Friday, 23 March 2012

The Boat Race

This post was initially going to be about WeHORR


and race week


and the new changes to the Women's Boat Race (women row too! :D)


but these things, for the moment, can wait. This post has been written and deleted twice now, and I'm still not happy with it. It is apparently very difficult to write about The Boat Race.

I write to you from Henley as CUWBC does it's final preparations in the last week before the Henley Boat Races. It is an exceedingly odd time of year - while 'normal' rowing clubs emerge from WeHORR and the Head of the River (or 'Man HORR' as us girls know it) and begin to gear up for the summer racing a few months in the future, the Oxford and Cambridge University clubs face the biggest race of their year.

Look in the constitutions of any of the Cambridge or Oxford clubs and you will see a phrase along the lines of "The sole function of this club is to defeat Oxford/Cambridge* at the Boat Race" (*delete as appropriate). One race. That is all that matters. You do not gauge the success of your season by PBs achieved, pennants won on the Tideway, medals hung round your neck in the summer. Did you win your boat race? Which shade of blue crossed the finish line first?


To others it seems perverse, backwards even. Other Universities have Varsity matches (Durham/Newcastle, Bristol/Bath) but they are merely another fixture on the full calendar of summer racing. However, in the weird, twisted Oxbridge bubble, these races are all.

I began my personal quest to win a boat race back in 2008. I had more hair, much less kit, was scrawny as and was even allowed to stroke boats back then. I also did not yet own The Oakleys :-(

LOL CATCH TIMING. I still maintain the ability to never wear enough kit.
I went on to make the blue boat in both 2009 and 2010 and lose in both of them. On the finish line in 2010, having lost by 4 1/4 lengths I swore to myself I would never row another boat race. I took to my single and tried to forget. I watched from the bank the following year and wept like a fucking baby when the lightweights and Blondie (heavyweight women's reserve boat) won and despaired when yet again the CUW blue boat failed to cross the finish line first.

I knew then there was something I had to do. I had to know what it felt like to Win. That. Fucking. Race.

It knaws away at you. It gets into your soul. You know you have to go out there again and put yourself on the line because you must know what it feels like to win.

#### To-do list
[1] Reproduce the passage of the Boat Race post starting with "I knew then" and going on through "feels like to win.".
[2] Condense the paragraph of the Boat Race post that opens with "Look in the constitutions" into a shorter version that retains its main facts.
Nothing in the listing that follows has any bearing on what is asked here.

#### Excerpted records
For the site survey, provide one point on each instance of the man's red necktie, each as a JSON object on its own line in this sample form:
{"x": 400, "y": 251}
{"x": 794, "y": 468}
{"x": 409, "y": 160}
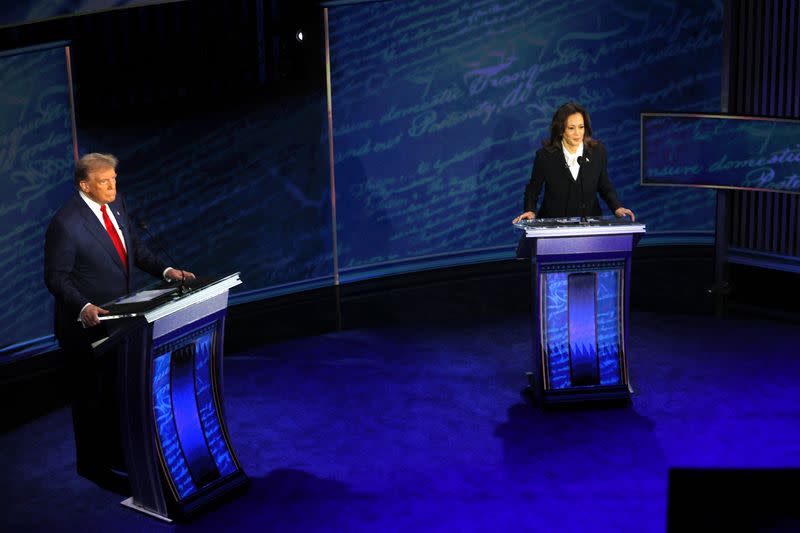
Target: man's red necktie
{"x": 112, "y": 232}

#### Results
[1]
I knew then there was something I had to do. I had to know what it felt like to Win. That. Fucking. Race.

It knaws away at you. It gets into your soul. You know you have to go out there again and put yourself on the line because you must know what it feels like to win.

[2] The constitutions of the Cambridge and Oxford clubs state that each club's sole function is to defeat the other university at the Boat Race. That single race is all that matters. A season's success is measured not by PBs, Tideway pennants or summer medals but by whether the crew won its boat race.